:: Excerpt to read ::
★ ★ ★ ★ ★
AW: PBC in lipid bilayer: receptor vs. ligand

From: Norman Geist (norman.geist_at_uni-greifswald.de)
Date: Wed Jan 27 2016 - 09:35:05 CST

Hi,

generally I wouldn't recommend to use NAMDs wrapping stuff and better do it afterwards from within VMD, as you have better control on it.

For now, you could try the following in VMD:

1. Repair overlong bonds due the wrapping by doing:
     pbc join connected
2. Wrap again by centering around your binding site:
     pbc wrap -all -compound res -center com -centersel "your binding site selection text"

Norman Geist

> -----Ursprüngliche Nachricht-----
> Von: owner-namd-l_at_ks.uiuc.edu [mailto:owner-namd-l_at_ks.uiuc.edu] Im
> Auftrag von R. Charbel MAROUN
> Gesendet: Mittwoch, 27. Januar 2016 14:55
> An: Namd Mailing List <namd-l_at_ks.uiuc.edu>
> Betreff: namd-l: PBC in lipid bilayer: receptor vs. ligand
>
> Hello NAMD users:
>
> I have a receptor embedded in a lipid bilayer. The receptor has a ligand
> in its binding site. After several hundred ps of MD, the receptor (and
> the ligand) move away from the center of the membrane in the plane of
> the membrane. As I have applied PBC, when the receptor gets away far
> enough from the membrane, its image appears at the other side.
> Sometimes, it's the image of the ligand that appears in the other side.
> This depends on whether the receptor or the ligand attains the border of
> the cell. As a consequence, the receptor and ligand get unpaired for
> many frames, ie, the ligand is not in the binding site. Apparently, the
> ligand continues to behave as if in it. The problem comes if I want to
> measure, for ex., distances between ligand and residues for those
> frames, or make statistics out of my trajectory. Below is the inp file
> I'm using.
>
> Is there any way around, such as imposing a constraint to the ligand, so
> that it follows the receptor, even if the ligand doesn't "hit" the
> border of the cell ?
>
>
>
> structure C_3CAP-H2ODow-HME_sol_ion.psf
> coordinates C_3CAP-H2ODow-HME_sol_ion.pdb
>
> outputName step74_prod; # base name for output from this run
> # NAMD writes two files at the
> end, final coord and vel
> # in the format of first-dyn.coor
> and first-dyn.vel
>
> set inputname step73_prod;
> binCoordinates $inputname.restart.coor; # coordinates from last
> run (binary)
> binVelocities $inputname.restart.vel; # velocities from last
> run (binary)
> extendedSystem $inputname.restart.xsc; # cell dimensions from
> last run (binary)
>
> firsttimestep 2254880; # last step of previous run
> restartfreq 500; # 500 steps = every 1ps
> dcdfreq 1000;
> dcdUnitCell yes; # the file will contain unit cell
> info in the style of
> # charmm dcd files. if yes, the
> dcd files will contain
> # unit cell information in the
> style of charmm DCD files.
★ ★ ★ ★ ★
:: Information shown ::

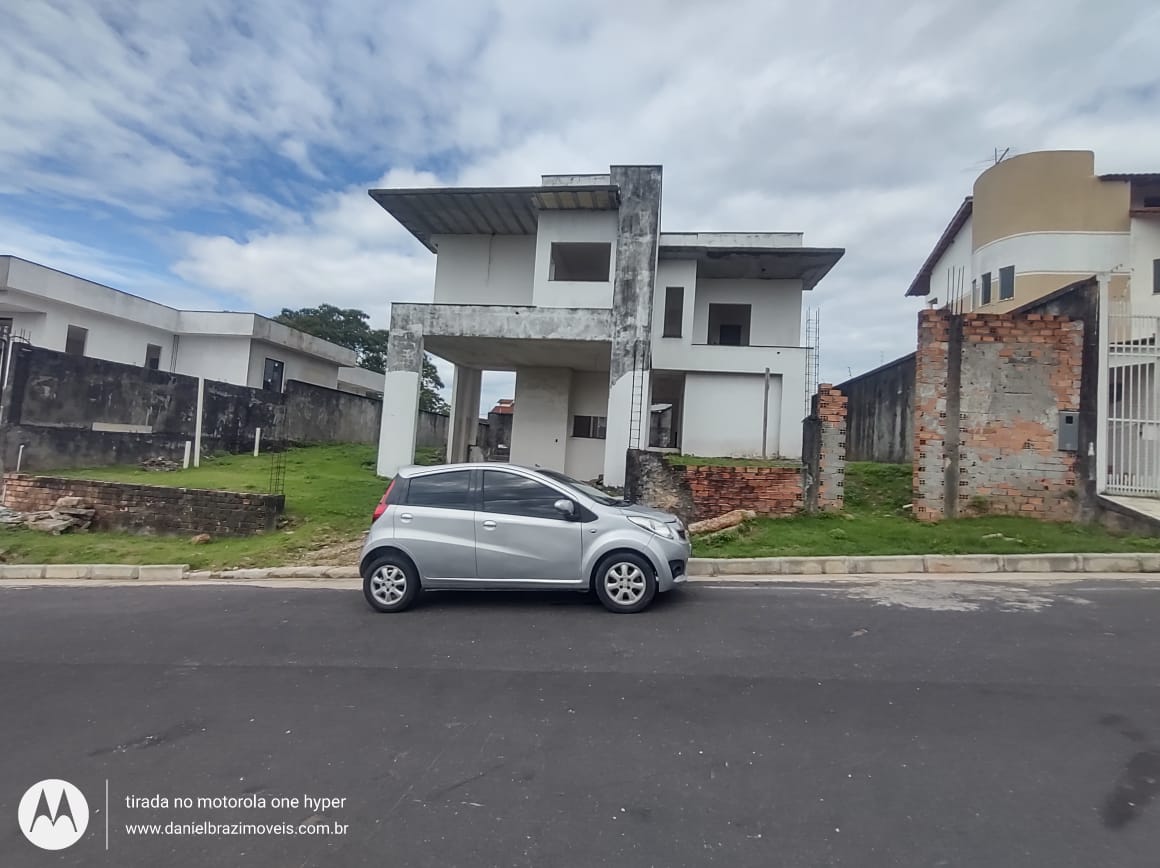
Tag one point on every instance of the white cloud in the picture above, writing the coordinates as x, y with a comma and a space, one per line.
861, 124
★ ★ ★ ★ ★
:: What you need to do ::
Can you go on with the NAMD mailing-list thread about periodic boundary wrapping, starting right after its final line?

:: Exercise output ::
> xstFreq 500; # XSTFreq: control how often the
> extended systen configuration
> # will be appended to the XST
> file
> outputEnergies 125; # 125 steps = every 0.25ps
> # The number of timesteps between
> each energy output of NAMD
> outputTiming 500; # The number of timesteps between
> each timing output shows
> # time per step and time to
> completion
>
> # Force-Field Parameters
> paraTypeCharmm on; # We're using charmm type
> parameter file(s)
> # multiple definitions may be
> used but only one file per definition
>
> # parameters
> /usr/local/vmd-
> .9/lib/vmd/plugins/noarch/tcl/readcharmmpar1.2/par_all27_prot_lipid_na.i
> np
>
> parameters
> /home/cmaroun/toppar/toppar_27/par_all27_prot_lipid_cholesterol
> _HME_TIP3.prm
> parameters
> /home/cmaroun/readcharmmpar1.2/par_all36_lipid.prm
>
> # These are specified by CHARMM
> exclude scaled1-4 # non-bonded exclusion policy to
> use "none,1-2,1-3,1-4,or scaled1-4"
> # 1-2: all atoms pairs that are
> bonded are going to be ignored
> # 1-3: 3 consecutively bonded are
> excluded
> # scaled1-4: include all the 1-3,
> and modified 1-4 interactions
> # electrostatic scaled by
> 1-4scaling factor 1.0
> # vdW special 1-4 parameters in
> charmm parameter file.
> 1-4scaling 1.0
> switching on
> vdwForceSwitching yes; # New option for force-based
> switching of vdW
> # if both switching and
> vdwForceSwitching are on CHARMM force
> # switching is used for vdW
> forces.
>
> # You have some freedom choosing the cutoff
> cutoff 12.0; # may use smaller, maybe 10.,
> with PME
> switchdist 10.0; # cutoff - 2.
> # switchdist - where you start to
> switch
> # cutoff - where you stop
> accounting for nonbond interactions.
> # correspondence in charmm:
> # (cutnb,ctofnb,ctonnb =
> pairlistdist,cutoff,switchdist)
> pairlistdist 14.0; # stores the all the pairs with
> in the distance it should be larger
> # than cutoff( + 2.)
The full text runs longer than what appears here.